__REQUIRED ACTIONS__
(1) Reproduce the passage of the article on batch inference with Databricks from "This approach also" to "predictions for them.".
(2) Answer these questions about the article on batch inference with Databricks, marking each answer with the matching letter:
(a) What kind of system does the article give as an example of a real-time model?
(b) In the traditional batch approach, what three things must be done with clusters?
(c) What three steps does the forecasting example promise to show?
(3) Write the next part of the article on batch inference with Databricks, picking up after its final sentence.

__DOCUMENT SECTION__
━━━━━━━━━━━━━━━━

Batch Inference Made Simple: Using Databricks Serverless Model Serving and AI Functions

Written by samayamadhavan | Published 2025/10/15
Tech Story Tags: sql | forecasting | retail-technology | low-latency-ai-inference | ai-in-retail | batch-inference | serverless-model | databricks-serverless-model

TLDRBy transforming batch inference into a simple SQL function, we transform what was once a complex engineering tasks requiring Python expertise and infrastructure management into a simple query. via the TL;DR App

Once you have deployed a machine learning model to production, it typically falls into one of two categories.

First, there are real-time models that need to be always available, ready to serve predictions with minimal latency. These handle requests one at a time(or in small batches), but the requests come in unpredictably throughout the day. Think fraud detection systems that need to evaluate transactions as they happen-speed is critical.

Then there are batch inference models that run on a schedule, usually processing large volumes of predictions all at once. Maybe you are generating demand forecasts for thousands of products every week, or creating monthly revenue projections across all your sales regions. These jobs don’t need instant responses, but they need to handle significant scale.

Traditionally, serverless model serving has been reserved for real-time use cases. For batch predictions, teams would typically pull a saved model from a registry and incorporate it into a data pipeline to process requests in bulk. This means a data engineer has to write expensive Python code to loop through batches, run predictions, and integrate all of that into their ETL pipelines. On top of that, they need to manage the infrastructure-spinning up clusters when needed, ensuring they are sized correctly for the workloads, and remembering to shut them down afterward to avoid unnecessary costs.

This approach also creates a barrier for SQL analysts who want to use these models directly in their queries and scripts. They end up dependent on engineering teams to run predictions for them.

To mitigate these issues, I will walk you through how to deploy models on Databricks model serving and use AI Functions to run these batch predictions. That results in zero maintenance in terms of infrastructure and enables sql analysts to incorporate model inference as part of their workflow.

Retail Sales Forecasting with Databricks Model Serving

Retail organizations need accurate sales forecasts to optimize inventory management, staffing levels and promotional planning, and supply chain operations. Traditional forecasting often requires significant manual effort from data science teams to generate predictions, creating bottlenecks when business analysts need quick insights across multiple stores, products or time horizons. Generating these forecasts required data engineers to manually run batch prediction jobs, manage compute infrastructure and create custom pipelines for each request-making the process slow, expensive and inaccessible to business users.

By transforming batch inference into a simple SQL function, we transform what was once a complex engineering tasks requiring Python expertise and infrastructure management into a simple query. In this example we will show you how to train a forecasting model on Databricks, serve it in model serving and run batch inference using AI Functions.

━━━━━━━━━━━━━━━━

__DATASET CONTENT__

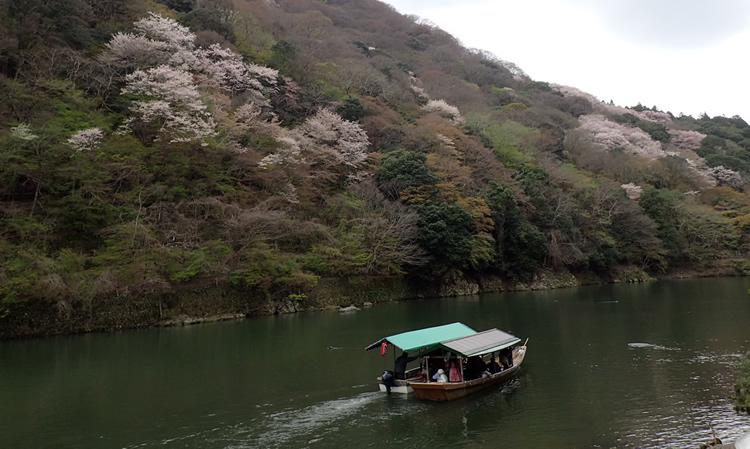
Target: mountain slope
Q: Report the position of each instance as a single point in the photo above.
(152, 150)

━━━━━━━━━━━━━━━━

__PER-TASK OUTPUTS__
(1)
This approach also creates a barrier for SQL analysts who want to use these models directly in their queries and scripts. They end up dependent on engineering teams to run predictions for them.

(2)
(a) Fraud detection systems that need to evaluate transactions as they happen.
(b) They must be spun up when needed, sized correctly for the workloads, and shut down afterward to avoid unnecessary costs.
(c) Training a forecasting model on Databricks, serving it in model serving, and running batch inference using AI Functions.

(3)
Step 1 : Create a sample fake data set that contains retail sales data with realistic patterns.

The generated dataset is a synthetic retail sales transactions dataset designed for time series forecasting. Each row represents a single sales transaction and includes the following fields:

  • date: Transaction date
  • store_id, store_name, region: Store identifiers and region
  • product_id, product_name, category: Product identifiers and category
  • quantity: Number of units sold in the transaction
  • unit_price: Price per unit (with random variation)
  • total_sales: Total sales amount before discount
  • discount_pct, discount_amount: Discount applied and its value
  • final_sales: Sales amount after discount
  • day_of_week, month, year, quarter: Temporal features for analysis

The dataset covers multiple years, stores, and products, and incorporates realistic retail patterns such as seasonality, holidays, promotions, and growth trends.

import pandas as pd
import numpy as np

def generate_retail_sales_data(start_date='2021-01-01', end_date='2024-12-31', 
                                num_stores=10, num_products=50, seed=42):
    """Generate synthetic retail sales data with realistic patterns."""
    np.random.seed(seed)
    
    # Generate date range
    date_range = pd.date_range(start=start_date, end=end_date, freq='D')
    
    # Product categories and their base prices
    categories = ['Electronics', 'Clothing', 'Food', 'Home & Garden', 'Sports']
    store_regions = ['North', 'South', 'East', 'West', 'Central']
    
    data = []
    
    # Generate product catalog
    products = []
    for i in range(num_products):
        category = np.random.choice(categories)
        base_price = np.random.uniform(10, 500)
        if category == 'Electronics':
            base_price = np.random.uniform(100, 2000)
        elif category == 'Food':
            base_price = np.random.uniform(5, 50)
        
        products.append({
            'product_id': f'P{i+1:04d}',
            'product_name': f'{category}_Product_{i+1}',
            'category': category,
            'base_price': base_price
        })
    
    # Generate store information
    stores = []
    for i in range(num_stores):
        stores.append({
            'store_id': f'S{i+1:03d}',
            'store_name': f'Store_{i+1}',
            'region': store_regions[i % len(store_regions)]
        })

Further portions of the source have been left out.